--- Excerpted text ---

Actually there aren't any riots. Sarkozy called the kids 'rabble' or 'riffraff' - and said he would 'cut out the gangrene.' This was at Argenteuil, Tuesday a week ago. Then two kids who thought they were being chased by the police - confirmed by witnesses - escaped by electrocuting themselves. Their friends became annoyed and fought with the CRS for a few nights. Then, since Sarkozy isn't saying he's sorry, other kids in other suburbs have decided to fry their neighbors' cars, plus buses, schools and police stations.

Usually there's a small wave of this at Halloween, and at New Years in Strasbourg. For some reason the government think things will quiet down if it plays hard. They have a transport strike in Marseille they can't get settled too. Some troops in Côte d'Ivoire bumped off a guy down there and it's causing another stink.
Okay. That's from the scene.

Who do you trust on this - the American conservative pundit about the wave of maniacs coming to crush us all, or do you trust someone on the scene?

I would guess "histrionic posturing" gets more play than observation of the facts in context.

In any event, what's playing out in France at the moment seems a variation on themes over here. And Sarkozy is showing is what we can expect as we follow the Bush-Cheney model for dealing with this sorry world. The conservative pundit, La Shawn Barber, has the warning backwards.

__

Footnote:

An interesting note from Canada -
Was reading about the continuing riots around Paris and came across this little oddity...

"Jean-Louis Borloo, minister for social cohesion, said officials need to react "firmly" to the unrest but that France also must acknowledge its failure to deal with decades of simmering anger in the impoverished suburbs of Paris."

So just what the heck is a "minister for social cohesion?"

The government has been spending untold billions on promoting this "multiculturalism" thing for decades here in Canada, but we don't have a "minister for social cohesion."

Sounds more like a euphemism for Minister of Propaganda or something. Or maybe just a guy dressed up in a fuzzy purple suit acting like all is hunky-dory and that we should all hug each other today?
Well, that called for some research.

Jean-Louis Borloo
Minister For Employment, Social Cohesion and Housing

See also Time Magazine, International Edition, Sunday, April 04, 2004 with this -
Jean-Louis Borloo has made a career of tackling lost causes. As a Parisian lawyer he rescued failing businesses. In 1988 he revived a bankrupt soccer team. And as mayor of Valenciennes from 1989 to 2002, he resurrected the moribund former steel town by revamping neighborhoods, attracting a Toyota factory, building a theater, and planning a regional tram whose first rail will be laid this week. Can this miracle worker save France's embattled conservative government after the party's rout in last month's regional elections?

It was evidently with that hope in mind that President Jacques Chirac plucked Jean-Louis Borloo, who turns 53 this week, from a junior minister post to head a new "superministry" for employment, labor and social cohesion in a revamped government. Chirac is hoping the wild-haired, straight-talking populist will serve as a bulwark against voter anger over Prime Minister Jean-Pierre Raffarin's belt tightening, and his failure to generate jobs or mend the social fracture between the country's affluent classes and its disgruntled masses. Voters put the opposition Socialists in charge of 20 of France's 21 mainland regions, up from 8 in 1998. "France has clearly expressed a demand for a more social approach," says Pascal Perrineau, director of the Center for the Study of French Political Life at Sciences Po in Paris. "Borloo is the response."

---

Goals —
1. In the post on the unrest around Paris, which town was Jean-Louis Borloo mayor of?
2. Carry on the post about the unrest around Paris, picking up right after its last sentence.

--- Data shown ---

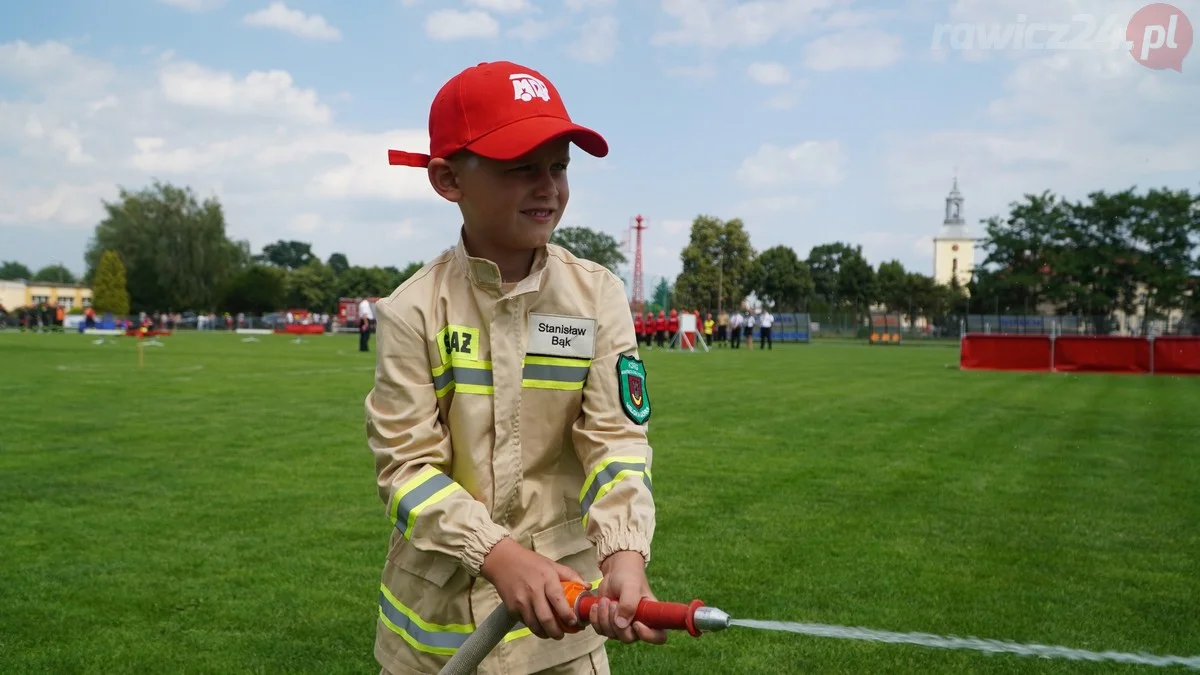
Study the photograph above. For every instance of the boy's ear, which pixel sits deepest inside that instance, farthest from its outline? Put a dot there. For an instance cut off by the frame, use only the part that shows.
(444, 179)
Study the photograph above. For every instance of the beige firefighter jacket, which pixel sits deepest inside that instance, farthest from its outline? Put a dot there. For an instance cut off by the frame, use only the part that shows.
(499, 413)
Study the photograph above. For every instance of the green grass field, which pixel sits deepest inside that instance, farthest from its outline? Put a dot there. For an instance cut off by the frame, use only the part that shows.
(215, 511)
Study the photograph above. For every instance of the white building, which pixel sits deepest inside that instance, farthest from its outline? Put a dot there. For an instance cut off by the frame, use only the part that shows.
(954, 248)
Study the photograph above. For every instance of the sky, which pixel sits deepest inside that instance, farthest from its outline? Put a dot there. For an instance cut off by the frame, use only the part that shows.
(811, 120)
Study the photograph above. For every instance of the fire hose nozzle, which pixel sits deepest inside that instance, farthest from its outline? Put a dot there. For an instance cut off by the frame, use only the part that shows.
(694, 617)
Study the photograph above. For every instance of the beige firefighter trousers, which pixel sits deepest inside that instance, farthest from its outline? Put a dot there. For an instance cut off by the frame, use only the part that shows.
(595, 663)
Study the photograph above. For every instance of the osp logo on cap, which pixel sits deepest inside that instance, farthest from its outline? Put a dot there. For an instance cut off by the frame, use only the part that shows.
(1159, 36)
(527, 88)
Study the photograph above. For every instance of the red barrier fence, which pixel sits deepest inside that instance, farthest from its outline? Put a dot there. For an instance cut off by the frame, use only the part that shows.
(1171, 354)
(300, 329)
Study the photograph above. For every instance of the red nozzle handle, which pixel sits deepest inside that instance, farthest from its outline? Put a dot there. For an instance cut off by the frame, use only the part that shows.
(653, 614)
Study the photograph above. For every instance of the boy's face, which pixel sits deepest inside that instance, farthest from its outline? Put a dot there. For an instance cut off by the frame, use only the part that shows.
(515, 204)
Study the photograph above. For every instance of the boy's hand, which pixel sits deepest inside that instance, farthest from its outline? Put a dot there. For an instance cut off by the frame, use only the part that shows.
(623, 587)
(531, 585)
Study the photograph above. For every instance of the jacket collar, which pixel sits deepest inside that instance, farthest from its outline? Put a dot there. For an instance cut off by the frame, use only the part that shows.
(486, 274)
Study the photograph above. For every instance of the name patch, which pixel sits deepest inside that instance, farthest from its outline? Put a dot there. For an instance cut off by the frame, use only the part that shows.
(570, 336)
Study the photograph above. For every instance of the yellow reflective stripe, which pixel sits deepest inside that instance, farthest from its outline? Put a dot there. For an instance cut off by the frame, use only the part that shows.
(555, 372)
(556, 360)
(607, 475)
(463, 375)
(429, 487)
(420, 634)
(552, 384)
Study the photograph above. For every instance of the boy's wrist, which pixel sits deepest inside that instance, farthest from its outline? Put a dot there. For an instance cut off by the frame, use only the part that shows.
(619, 559)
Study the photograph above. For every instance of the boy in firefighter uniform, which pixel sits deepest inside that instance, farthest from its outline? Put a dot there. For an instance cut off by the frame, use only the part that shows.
(508, 413)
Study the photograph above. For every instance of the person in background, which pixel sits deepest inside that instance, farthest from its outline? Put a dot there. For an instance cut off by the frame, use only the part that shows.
(366, 322)
(765, 322)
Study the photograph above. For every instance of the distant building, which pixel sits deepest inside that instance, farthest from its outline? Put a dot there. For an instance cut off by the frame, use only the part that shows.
(22, 293)
(954, 245)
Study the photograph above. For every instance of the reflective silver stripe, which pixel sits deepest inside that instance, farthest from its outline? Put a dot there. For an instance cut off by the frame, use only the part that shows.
(607, 476)
(441, 381)
(473, 376)
(437, 639)
(556, 372)
(418, 495)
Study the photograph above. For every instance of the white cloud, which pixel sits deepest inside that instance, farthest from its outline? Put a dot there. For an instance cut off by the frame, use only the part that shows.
(262, 93)
(701, 72)
(279, 16)
(1068, 120)
(502, 6)
(783, 101)
(726, 23)
(853, 49)
(598, 40)
(531, 30)
(52, 65)
(768, 72)
(276, 172)
(59, 205)
(195, 5)
(453, 24)
(580, 5)
(817, 162)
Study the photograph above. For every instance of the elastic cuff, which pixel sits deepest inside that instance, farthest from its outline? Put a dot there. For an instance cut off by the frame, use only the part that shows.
(624, 541)
(480, 544)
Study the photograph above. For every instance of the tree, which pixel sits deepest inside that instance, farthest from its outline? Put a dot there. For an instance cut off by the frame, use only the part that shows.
(311, 287)
(1114, 252)
(339, 263)
(591, 245)
(856, 280)
(717, 270)
(893, 286)
(255, 290)
(109, 292)
(287, 255)
(13, 270)
(781, 279)
(55, 273)
(825, 266)
(175, 251)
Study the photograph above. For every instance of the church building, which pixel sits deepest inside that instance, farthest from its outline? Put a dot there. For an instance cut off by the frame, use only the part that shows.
(954, 246)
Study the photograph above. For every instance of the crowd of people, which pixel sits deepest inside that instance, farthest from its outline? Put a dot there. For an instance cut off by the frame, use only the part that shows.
(726, 330)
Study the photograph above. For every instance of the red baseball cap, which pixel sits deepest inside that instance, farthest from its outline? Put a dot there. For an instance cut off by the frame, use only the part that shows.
(501, 111)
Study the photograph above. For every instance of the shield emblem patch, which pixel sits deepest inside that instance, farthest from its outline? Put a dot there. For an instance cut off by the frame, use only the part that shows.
(635, 400)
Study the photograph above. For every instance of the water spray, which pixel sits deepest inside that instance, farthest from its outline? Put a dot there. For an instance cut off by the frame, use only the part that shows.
(696, 619)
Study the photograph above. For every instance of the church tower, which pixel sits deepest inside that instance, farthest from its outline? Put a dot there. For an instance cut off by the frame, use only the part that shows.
(953, 246)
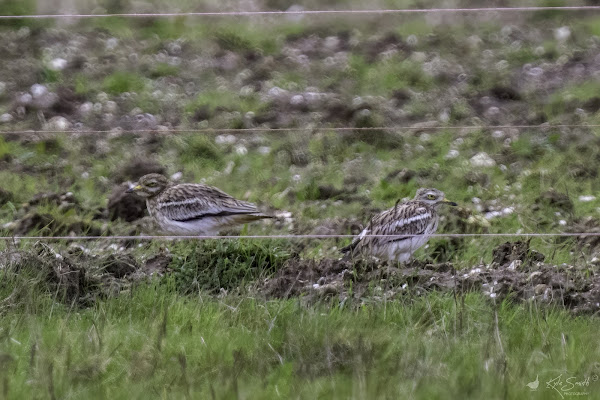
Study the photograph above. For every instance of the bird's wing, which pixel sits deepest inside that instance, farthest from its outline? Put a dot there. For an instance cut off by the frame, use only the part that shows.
(187, 202)
(401, 221)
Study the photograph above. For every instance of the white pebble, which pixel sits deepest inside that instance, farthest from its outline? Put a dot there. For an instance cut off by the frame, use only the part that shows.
(482, 160)
(241, 150)
(38, 90)
(452, 154)
(562, 34)
(58, 64)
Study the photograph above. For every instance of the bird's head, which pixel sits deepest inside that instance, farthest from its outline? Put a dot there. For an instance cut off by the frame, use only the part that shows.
(433, 197)
(149, 185)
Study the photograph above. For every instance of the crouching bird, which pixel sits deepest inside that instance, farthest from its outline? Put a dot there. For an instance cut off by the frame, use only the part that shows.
(415, 217)
(192, 209)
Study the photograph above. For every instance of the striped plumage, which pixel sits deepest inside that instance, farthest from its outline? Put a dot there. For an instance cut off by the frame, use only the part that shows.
(415, 217)
(193, 209)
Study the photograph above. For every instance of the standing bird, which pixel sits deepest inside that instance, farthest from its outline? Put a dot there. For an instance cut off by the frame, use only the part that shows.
(415, 217)
(192, 209)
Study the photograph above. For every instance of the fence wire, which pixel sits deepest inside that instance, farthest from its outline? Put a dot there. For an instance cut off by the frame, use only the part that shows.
(306, 12)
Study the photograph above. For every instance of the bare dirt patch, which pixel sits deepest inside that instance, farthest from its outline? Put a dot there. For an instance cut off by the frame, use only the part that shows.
(517, 272)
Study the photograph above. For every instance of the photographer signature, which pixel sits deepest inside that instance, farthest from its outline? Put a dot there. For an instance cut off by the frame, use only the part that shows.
(570, 386)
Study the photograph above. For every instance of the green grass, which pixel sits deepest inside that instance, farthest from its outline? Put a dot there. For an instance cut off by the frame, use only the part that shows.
(205, 329)
(155, 343)
(123, 81)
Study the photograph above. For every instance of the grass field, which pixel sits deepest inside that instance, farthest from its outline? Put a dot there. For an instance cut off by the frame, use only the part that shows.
(500, 112)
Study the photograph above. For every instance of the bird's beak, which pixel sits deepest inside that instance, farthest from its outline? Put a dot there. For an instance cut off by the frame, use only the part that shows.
(451, 203)
(133, 189)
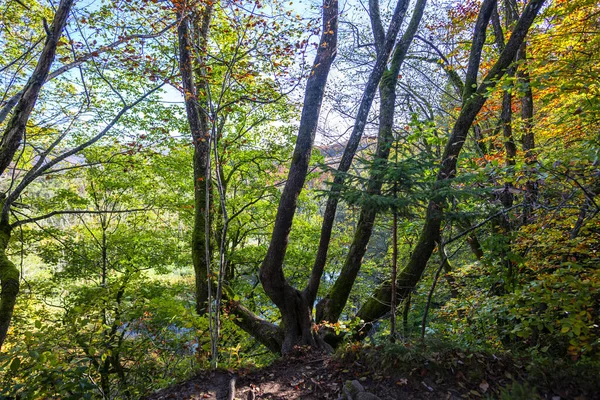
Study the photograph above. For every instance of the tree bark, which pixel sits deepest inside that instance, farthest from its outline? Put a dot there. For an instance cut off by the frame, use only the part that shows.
(9, 144)
(330, 307)
(528, 139)
(9, 277)
(384, 51)
(473, 101)
(15, 129)
(296, 312)
(199, 129)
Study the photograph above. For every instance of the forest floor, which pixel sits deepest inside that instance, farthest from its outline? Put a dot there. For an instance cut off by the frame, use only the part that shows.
(444, 375)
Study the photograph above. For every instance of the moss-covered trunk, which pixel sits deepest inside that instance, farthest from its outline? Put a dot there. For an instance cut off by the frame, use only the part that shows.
(330, 307)
(9, 280)
(194, 82)
(473, 100)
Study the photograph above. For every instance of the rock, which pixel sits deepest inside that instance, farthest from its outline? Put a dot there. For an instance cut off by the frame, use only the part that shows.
(366, 396)
(352, 388)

---

Responses by task —
1. Valenciennes.

2.
Raffarin dutifully resigned after the right's rout at the polls, but Chirac opted to renominate him and install Nicolas Sarkozy, the most ambitious figure on the French right, as Economics, Finance and Industry Minister. Except for Borloo, a politically unclassifiable figure with no standing in the ruling party, Chirac was largely content to reshuffle loyal followers. Dominique de Villepin moves to the Interior Ministry from foreign affairs, where he has been replaced by European Commissioner Michel Barnier.

The very sameness in the Cabinet puts the incandescent Borloo center stage, but it could also hamper him. Sarkozy, burdened with a huge budget deficit, is unlikely to allow him the renewal projects that won him praise in Valenciennes. "Borloo is a good guy, and he knows his subject," says Dominique Strauss-Kahn, a former Socialist Finance Minister. "But he won't be setting the agenda like he did in Valenciennes." Even for a miracle worker, reviving the popularity of Chirac's government is a tall order.
And this from Ric Erickson in Paris -
Heard on radio France-Info this morning - Borloo saying something like, either twenty billion euros - to be spent, or has been spent - on housing in past 30 years, and 'what have we got for it?' Odd - no mention of this on tonight's TV-news. Remember France's number two most 'famous?' That was Abbé Pierre [See this - AMP], the now old dude who has been agitating for better housing since... 1947. He's still around, still agitating, but from a wheelchair because he's 92 or something.

Borloo is minister for public housing. There are riots in some public housing because 'social cohesion' has lost its glue. Borloo is from up north someplace, like Lille, and one would think he is a socialist instead of an UMP or UDF. Borloo is perhaps a technician, but he is fairly popular because he doesn't act too much like a politician, unlike another minister, who has 'persisted' with his less than useful comments.
Small world. Sounds much like the United States.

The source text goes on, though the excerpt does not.